DATA TO EXAMINE: Begin
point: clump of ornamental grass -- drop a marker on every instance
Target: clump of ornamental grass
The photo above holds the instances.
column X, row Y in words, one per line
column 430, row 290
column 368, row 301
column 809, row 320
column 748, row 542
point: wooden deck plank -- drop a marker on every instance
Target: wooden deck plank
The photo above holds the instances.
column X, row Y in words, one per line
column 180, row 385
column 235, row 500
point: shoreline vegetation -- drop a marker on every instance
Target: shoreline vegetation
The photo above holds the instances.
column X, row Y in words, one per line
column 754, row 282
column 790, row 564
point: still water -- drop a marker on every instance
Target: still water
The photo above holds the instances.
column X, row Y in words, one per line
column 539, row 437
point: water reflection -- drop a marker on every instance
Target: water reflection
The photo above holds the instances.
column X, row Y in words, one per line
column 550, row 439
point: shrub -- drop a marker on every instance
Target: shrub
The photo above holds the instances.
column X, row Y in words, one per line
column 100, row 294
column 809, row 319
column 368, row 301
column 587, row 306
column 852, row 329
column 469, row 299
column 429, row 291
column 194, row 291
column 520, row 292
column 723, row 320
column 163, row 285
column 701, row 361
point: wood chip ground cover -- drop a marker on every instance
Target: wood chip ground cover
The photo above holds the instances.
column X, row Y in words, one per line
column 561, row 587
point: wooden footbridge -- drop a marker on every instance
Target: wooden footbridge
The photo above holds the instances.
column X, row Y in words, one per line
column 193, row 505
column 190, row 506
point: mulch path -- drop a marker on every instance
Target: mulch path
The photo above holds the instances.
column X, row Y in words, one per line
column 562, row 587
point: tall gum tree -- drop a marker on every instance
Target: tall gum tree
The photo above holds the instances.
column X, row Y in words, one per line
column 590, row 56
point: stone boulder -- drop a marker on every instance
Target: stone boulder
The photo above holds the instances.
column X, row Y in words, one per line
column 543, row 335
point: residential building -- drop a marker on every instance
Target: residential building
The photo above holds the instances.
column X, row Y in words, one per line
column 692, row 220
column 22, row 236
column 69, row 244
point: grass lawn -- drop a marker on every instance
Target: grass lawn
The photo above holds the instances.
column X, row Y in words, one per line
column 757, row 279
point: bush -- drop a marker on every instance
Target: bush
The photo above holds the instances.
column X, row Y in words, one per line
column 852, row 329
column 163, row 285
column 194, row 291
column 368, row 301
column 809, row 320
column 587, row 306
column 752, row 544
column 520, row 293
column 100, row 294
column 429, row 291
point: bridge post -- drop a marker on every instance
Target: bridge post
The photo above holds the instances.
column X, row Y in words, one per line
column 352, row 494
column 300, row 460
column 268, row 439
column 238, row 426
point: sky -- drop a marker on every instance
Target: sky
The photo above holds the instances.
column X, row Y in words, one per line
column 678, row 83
DATA TO EXAMINE: End
DATA TO EXAMINE: Begin
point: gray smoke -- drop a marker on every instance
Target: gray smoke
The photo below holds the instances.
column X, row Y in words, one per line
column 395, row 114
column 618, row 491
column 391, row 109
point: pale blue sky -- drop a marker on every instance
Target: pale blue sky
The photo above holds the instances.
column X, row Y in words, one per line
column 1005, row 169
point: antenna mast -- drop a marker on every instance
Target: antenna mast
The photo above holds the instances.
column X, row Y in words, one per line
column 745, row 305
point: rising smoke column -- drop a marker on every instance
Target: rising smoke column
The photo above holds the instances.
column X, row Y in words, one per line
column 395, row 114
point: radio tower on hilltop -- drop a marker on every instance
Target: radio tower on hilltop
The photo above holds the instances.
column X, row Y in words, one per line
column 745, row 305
DATA TO EXAMINE: End
§ GOAL OF THE EXERCISE: The answer must consist of every line in the records above that contains the word "bush".

§ TASK ANSWER:
point: bush -- drop a marker on every instance
Target: bush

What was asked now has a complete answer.